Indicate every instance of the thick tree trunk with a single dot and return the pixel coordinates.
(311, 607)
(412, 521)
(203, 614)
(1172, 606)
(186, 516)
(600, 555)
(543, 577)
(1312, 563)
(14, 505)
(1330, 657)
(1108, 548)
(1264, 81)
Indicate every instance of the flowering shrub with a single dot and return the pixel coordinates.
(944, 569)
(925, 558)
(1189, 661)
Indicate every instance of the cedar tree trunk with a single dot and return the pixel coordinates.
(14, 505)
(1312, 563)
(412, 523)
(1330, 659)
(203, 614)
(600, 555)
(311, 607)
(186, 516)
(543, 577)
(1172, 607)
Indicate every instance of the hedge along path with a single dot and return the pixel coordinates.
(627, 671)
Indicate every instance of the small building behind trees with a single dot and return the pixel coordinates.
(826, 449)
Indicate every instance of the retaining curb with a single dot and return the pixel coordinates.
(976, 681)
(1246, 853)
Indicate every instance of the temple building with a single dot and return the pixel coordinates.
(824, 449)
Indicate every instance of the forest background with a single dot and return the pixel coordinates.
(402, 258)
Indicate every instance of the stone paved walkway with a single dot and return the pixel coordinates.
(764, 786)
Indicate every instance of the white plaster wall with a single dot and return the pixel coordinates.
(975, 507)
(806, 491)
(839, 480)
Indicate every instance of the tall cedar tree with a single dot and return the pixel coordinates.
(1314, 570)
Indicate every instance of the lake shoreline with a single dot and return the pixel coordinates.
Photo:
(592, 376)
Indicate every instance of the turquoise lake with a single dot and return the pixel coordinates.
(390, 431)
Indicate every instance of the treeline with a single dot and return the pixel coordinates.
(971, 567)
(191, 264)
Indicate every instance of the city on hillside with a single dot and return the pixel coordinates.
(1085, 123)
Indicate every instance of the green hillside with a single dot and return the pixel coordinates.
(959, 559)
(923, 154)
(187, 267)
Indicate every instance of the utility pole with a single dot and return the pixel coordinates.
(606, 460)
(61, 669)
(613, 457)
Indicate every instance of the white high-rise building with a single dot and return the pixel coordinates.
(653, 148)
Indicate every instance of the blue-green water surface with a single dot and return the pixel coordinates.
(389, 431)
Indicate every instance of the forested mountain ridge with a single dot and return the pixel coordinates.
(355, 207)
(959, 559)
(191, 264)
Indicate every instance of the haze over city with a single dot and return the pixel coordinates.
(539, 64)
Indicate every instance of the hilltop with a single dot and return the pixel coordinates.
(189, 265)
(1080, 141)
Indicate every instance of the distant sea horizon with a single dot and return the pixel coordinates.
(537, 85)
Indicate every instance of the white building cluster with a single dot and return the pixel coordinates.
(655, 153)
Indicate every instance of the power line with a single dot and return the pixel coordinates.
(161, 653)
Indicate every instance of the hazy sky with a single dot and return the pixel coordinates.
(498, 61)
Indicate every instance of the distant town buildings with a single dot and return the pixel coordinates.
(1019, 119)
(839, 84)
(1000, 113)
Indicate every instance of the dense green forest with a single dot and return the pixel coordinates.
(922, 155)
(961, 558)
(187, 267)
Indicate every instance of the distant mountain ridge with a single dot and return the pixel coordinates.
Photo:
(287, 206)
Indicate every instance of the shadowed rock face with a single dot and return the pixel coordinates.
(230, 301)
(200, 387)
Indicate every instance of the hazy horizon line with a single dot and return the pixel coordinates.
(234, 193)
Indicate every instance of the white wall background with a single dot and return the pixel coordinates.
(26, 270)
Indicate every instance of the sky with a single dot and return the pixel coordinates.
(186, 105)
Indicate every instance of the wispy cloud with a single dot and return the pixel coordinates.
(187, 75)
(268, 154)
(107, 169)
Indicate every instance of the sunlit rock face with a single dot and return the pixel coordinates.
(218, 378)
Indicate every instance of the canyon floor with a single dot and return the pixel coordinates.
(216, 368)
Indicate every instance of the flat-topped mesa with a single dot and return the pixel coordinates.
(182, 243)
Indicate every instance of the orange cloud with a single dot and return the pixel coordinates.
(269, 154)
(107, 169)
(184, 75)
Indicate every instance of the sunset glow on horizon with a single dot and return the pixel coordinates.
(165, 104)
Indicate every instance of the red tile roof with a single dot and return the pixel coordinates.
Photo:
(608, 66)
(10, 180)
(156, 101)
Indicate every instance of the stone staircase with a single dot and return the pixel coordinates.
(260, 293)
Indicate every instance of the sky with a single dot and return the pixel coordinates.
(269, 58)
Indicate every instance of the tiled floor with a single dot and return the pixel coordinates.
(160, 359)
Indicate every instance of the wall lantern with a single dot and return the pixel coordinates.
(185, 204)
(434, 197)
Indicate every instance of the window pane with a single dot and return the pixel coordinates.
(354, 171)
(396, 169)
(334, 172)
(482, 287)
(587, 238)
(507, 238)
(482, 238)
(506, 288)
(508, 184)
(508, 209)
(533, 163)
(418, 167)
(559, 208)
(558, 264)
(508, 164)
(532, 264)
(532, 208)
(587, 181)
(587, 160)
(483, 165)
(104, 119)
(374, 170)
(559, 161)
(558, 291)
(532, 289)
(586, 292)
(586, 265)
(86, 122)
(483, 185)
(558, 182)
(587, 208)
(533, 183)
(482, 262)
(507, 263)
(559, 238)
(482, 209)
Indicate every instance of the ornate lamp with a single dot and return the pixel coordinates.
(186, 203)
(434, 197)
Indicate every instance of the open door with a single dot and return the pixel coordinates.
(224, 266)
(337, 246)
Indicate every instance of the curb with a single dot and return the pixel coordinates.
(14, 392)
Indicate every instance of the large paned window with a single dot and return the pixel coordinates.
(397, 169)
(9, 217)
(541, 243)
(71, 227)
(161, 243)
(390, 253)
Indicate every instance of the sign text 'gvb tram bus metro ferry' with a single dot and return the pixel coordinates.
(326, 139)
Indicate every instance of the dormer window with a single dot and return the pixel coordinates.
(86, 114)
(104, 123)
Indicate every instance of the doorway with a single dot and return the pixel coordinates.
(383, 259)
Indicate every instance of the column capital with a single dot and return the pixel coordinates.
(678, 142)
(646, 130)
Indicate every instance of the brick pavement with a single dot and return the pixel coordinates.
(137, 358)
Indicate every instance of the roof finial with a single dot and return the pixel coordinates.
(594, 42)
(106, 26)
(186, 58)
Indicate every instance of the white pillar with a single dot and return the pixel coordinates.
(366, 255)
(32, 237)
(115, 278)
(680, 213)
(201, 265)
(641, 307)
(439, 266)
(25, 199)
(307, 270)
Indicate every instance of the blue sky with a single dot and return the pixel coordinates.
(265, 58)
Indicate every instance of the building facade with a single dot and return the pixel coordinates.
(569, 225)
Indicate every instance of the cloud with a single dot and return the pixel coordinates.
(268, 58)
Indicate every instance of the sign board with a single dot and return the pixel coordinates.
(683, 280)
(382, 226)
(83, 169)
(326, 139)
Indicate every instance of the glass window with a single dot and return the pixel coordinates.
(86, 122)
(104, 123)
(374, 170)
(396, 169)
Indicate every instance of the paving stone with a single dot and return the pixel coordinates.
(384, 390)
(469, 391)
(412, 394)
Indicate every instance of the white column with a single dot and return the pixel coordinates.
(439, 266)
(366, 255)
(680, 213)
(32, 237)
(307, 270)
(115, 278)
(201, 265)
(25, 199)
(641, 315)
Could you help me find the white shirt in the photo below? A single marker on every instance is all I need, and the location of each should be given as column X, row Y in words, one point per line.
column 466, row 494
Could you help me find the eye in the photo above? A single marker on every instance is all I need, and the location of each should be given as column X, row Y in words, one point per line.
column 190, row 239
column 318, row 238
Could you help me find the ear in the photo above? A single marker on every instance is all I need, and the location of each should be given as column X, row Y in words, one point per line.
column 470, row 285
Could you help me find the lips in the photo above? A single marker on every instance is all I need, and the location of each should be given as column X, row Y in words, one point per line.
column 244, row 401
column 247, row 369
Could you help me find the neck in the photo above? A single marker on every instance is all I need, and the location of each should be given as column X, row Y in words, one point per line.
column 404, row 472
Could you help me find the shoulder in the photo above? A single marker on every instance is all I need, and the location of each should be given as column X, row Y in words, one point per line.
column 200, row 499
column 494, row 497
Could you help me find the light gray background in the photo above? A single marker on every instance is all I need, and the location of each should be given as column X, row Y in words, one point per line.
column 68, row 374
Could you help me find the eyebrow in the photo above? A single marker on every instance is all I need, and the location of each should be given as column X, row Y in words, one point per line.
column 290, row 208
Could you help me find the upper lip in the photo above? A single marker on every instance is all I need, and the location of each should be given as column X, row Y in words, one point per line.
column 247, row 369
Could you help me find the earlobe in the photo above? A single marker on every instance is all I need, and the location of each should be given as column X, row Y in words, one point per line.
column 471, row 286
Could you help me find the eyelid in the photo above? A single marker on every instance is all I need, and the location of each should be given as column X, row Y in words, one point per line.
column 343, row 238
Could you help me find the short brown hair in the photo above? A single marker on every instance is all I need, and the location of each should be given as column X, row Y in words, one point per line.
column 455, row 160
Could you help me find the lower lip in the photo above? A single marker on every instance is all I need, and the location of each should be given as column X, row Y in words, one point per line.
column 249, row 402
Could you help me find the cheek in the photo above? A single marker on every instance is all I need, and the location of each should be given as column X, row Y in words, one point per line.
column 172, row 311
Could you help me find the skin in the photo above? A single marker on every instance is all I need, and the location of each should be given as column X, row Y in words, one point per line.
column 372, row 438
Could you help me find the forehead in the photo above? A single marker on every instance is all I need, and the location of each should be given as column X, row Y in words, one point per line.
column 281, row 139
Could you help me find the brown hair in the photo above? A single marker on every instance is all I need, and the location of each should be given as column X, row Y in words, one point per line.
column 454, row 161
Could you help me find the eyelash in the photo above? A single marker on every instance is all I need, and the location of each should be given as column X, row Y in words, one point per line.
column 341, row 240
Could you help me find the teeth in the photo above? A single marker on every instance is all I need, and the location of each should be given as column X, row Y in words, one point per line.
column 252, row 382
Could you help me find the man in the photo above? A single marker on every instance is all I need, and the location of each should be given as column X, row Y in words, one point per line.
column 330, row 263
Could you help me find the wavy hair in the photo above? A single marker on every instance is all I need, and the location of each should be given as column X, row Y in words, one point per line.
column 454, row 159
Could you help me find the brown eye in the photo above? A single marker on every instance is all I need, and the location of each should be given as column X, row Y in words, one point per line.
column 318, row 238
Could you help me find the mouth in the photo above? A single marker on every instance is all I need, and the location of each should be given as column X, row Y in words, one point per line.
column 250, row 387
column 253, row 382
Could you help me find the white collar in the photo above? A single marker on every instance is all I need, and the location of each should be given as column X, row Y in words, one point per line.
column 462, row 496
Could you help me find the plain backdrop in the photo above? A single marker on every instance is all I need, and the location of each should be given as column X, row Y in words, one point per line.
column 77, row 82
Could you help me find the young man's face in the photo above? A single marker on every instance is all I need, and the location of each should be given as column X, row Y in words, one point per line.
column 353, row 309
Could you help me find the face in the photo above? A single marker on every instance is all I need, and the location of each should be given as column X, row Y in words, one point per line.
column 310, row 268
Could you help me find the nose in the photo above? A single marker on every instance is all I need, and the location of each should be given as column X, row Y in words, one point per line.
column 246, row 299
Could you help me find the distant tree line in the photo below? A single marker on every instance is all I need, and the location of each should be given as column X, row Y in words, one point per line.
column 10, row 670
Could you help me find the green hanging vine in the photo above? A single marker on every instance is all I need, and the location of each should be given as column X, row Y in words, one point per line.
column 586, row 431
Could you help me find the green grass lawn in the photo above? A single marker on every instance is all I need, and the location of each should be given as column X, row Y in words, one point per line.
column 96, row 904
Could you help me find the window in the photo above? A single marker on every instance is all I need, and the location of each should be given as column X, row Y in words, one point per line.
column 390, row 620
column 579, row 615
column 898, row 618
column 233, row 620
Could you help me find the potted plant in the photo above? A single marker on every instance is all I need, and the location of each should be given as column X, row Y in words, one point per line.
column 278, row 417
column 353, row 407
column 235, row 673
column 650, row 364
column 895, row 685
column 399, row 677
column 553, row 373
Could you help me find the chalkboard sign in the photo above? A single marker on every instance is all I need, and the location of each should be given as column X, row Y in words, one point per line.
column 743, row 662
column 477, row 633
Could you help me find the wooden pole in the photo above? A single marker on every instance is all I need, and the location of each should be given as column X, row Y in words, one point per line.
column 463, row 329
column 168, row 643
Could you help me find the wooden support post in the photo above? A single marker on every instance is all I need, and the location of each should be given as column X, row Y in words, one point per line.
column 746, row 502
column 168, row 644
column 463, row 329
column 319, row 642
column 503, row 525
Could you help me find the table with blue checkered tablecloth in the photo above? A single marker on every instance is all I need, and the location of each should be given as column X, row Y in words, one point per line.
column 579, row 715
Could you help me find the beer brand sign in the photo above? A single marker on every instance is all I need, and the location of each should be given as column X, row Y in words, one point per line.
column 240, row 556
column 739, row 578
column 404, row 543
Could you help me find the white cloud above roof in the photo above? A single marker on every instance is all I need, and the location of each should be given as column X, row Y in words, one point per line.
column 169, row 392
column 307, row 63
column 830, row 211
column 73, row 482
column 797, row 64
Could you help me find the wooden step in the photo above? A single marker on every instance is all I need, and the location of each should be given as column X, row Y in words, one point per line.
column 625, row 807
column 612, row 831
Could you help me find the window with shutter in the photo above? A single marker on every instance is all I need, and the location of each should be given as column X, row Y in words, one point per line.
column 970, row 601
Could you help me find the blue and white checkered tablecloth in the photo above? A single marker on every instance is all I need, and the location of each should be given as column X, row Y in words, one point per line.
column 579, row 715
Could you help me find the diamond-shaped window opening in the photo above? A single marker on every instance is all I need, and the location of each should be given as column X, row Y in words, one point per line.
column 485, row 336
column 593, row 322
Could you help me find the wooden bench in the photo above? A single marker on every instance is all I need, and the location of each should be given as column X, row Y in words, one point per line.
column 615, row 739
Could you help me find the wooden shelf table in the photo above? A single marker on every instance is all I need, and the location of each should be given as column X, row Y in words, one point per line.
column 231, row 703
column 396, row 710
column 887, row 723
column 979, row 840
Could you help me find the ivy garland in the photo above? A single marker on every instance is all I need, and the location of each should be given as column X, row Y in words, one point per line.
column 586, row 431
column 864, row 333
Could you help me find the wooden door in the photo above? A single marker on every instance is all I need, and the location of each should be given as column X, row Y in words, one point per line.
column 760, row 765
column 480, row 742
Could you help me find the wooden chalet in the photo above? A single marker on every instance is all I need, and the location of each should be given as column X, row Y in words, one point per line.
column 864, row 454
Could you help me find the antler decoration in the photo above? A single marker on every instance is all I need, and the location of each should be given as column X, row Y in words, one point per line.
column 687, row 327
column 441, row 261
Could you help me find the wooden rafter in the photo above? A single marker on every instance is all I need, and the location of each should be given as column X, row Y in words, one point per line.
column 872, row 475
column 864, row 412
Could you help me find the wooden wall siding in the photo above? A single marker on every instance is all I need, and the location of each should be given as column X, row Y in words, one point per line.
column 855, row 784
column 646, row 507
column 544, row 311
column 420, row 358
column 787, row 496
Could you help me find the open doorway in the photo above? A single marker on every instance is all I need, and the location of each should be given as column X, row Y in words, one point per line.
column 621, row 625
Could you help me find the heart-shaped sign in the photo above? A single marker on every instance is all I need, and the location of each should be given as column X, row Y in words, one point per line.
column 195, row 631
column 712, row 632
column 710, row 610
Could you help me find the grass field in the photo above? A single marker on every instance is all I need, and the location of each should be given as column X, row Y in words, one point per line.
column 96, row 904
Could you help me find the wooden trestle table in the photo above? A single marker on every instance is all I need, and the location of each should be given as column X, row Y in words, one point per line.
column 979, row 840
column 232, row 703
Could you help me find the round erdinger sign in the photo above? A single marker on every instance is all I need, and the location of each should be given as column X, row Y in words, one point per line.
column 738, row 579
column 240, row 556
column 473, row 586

* * * *

#### What is being asked:
Print verbatim the lines above between the one containing "Could you help me find the window in" and the one containing "column 233, row 620", inclusive.

#### Exercise solution:
Could you help me find the window in the photo above? A single marker on every instance is all I need, and the location of each should be given as column X, row Y in words, one point per line.
column 390, row 620
column 579, row 615
column 898, row 618
column 233, row 620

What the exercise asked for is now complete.